§ Texte du document:
^^^^^^^^^^^^^^^^

L'association Bemdez de Vannes vient de faire paraître une critique du Dictionnaire d'Histoire de Bretagne aux Éditions Skol Vreizh. Il nous a paru intéressant de diffuser ce texte dans la mesure où nous pensons qu'il est grand temps que la connaissance et la vulgarisation de notre histoire re-deviennent un débat d'actualité
L'association Bemdez de Vannes vient de faire paraître une critique du Dictionnaire d'Histoire de Bretagne aux Éditions Skol Vreizh. Il nous a paru intéressant de diffuser ce texte dans la mesure où nous pensons qu'il est grand temps que la connaissance et la vulgarisation de notre histoire re-deviennent un débat d'actualité.

^^^^^^^^^^^^^^^^

§ Exercice court 1: Dites si chacune des affirmations suivantes concorde avec le texte sur la critique du Dictionnaire d'Histoire de Bretagne, en répondant par oui ou par non et en citant à l'identique les mots du texte qui tranchent : (a) La critique a été publiée par l'association Bemdez de Vannes. (b) Les auteurs estiment que la connaissance de l'histoire doit redevenir un débat d'actualité. (c) La critique est parue il y a plusieurs années.

Entrées sur la localisation d'objets nommés
^^^^^^^^^^^^^^^^

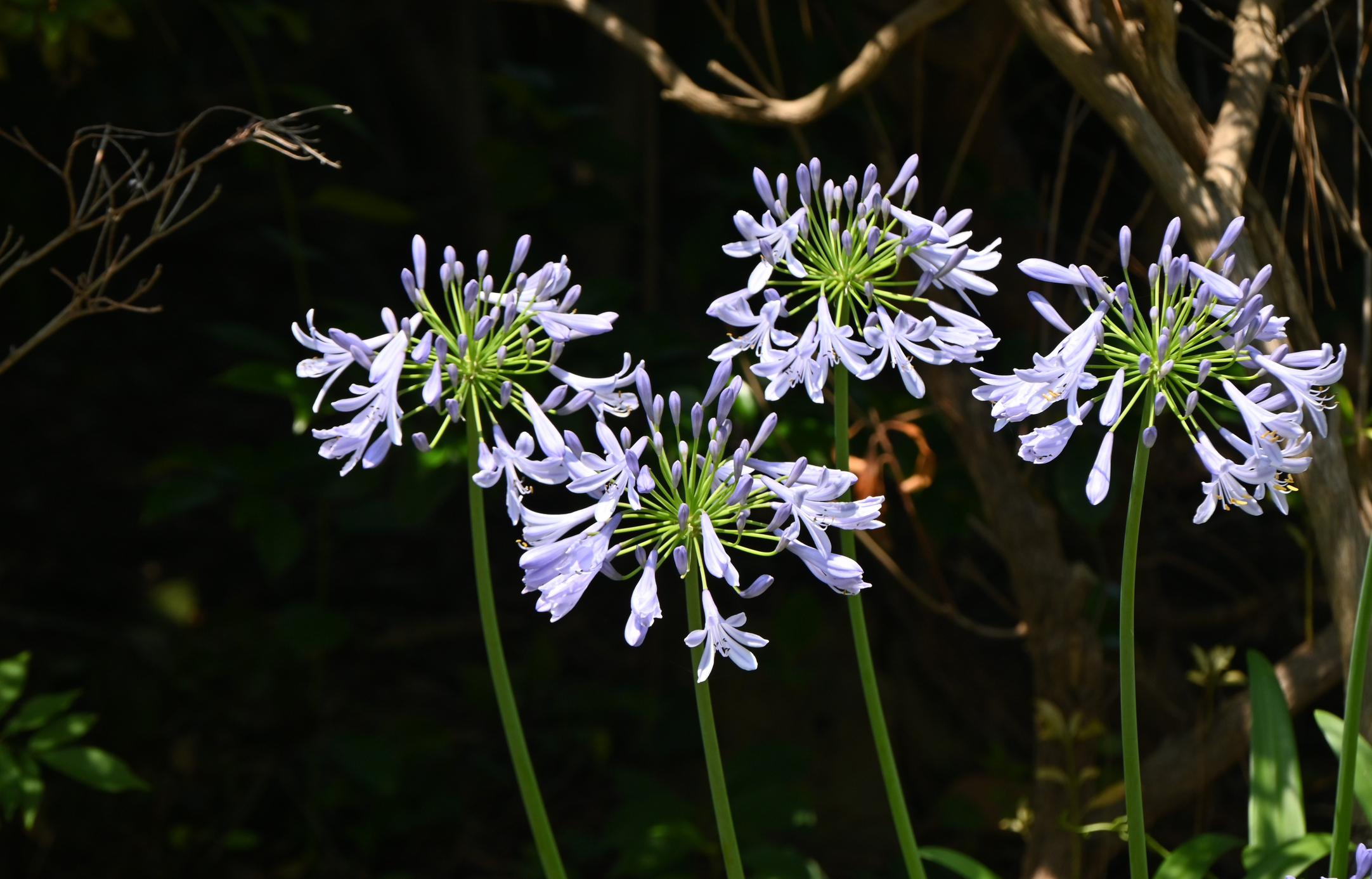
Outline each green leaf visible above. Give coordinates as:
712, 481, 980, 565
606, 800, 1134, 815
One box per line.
919, 846, 999, 879
37, 746, 148, 794
313, 184, 415, 225
1243, 830, 1333, 879
0, 745, 20, 821
15, 752, 42, 830
1153, 834, 1243, 879
0, 649, 29, 714
3, 689, 81, 736
29, 714, 94, 752
1243, 649, 1305, 875
1314, 708, 1372, 816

^^^^^^^^^^^^^^^^

§ Exercice court 2: Recopiez toutes les lignes des entrées sur la localisation d'objets nommés, consignes comprises, en décalant de -16 chaque coordonnée des cadres donnés en réponse. Ne modifiez pas les exemples de format de la consigne et omettez l'image.

§ Réponse complète 1:
(a) Oui : « L'association Bemdez de Vannes vient de faire paraître une critique du Dictionnaire d'Histoire de Bretagne ».
(b) Oui : « il est grand temps que la connaissance et la vulgarisation de notre histoire re-deviennent un débat d'actualité ».
(c) Non : « vient de faire paraître une critique ».

§ Réponse complète 2:
Outline each green leaf visible above. Give coordinates as:
712, 481, 980, 565
606, 800, 1134, 815
One box per line.
903, 830, 983, 863
21, 730, 132, 778
297, 168, 399, 209
1227, 814, 1317, 863
-16, 729, 4, 805
-1, 736, 26, 814
1137, 818, 1227, 863
-16, 633, 13, 698
-13, 673, 65, 720
13, 698, 78, 736
1227, 633, 1289, 859
1298, 692, 1356, 800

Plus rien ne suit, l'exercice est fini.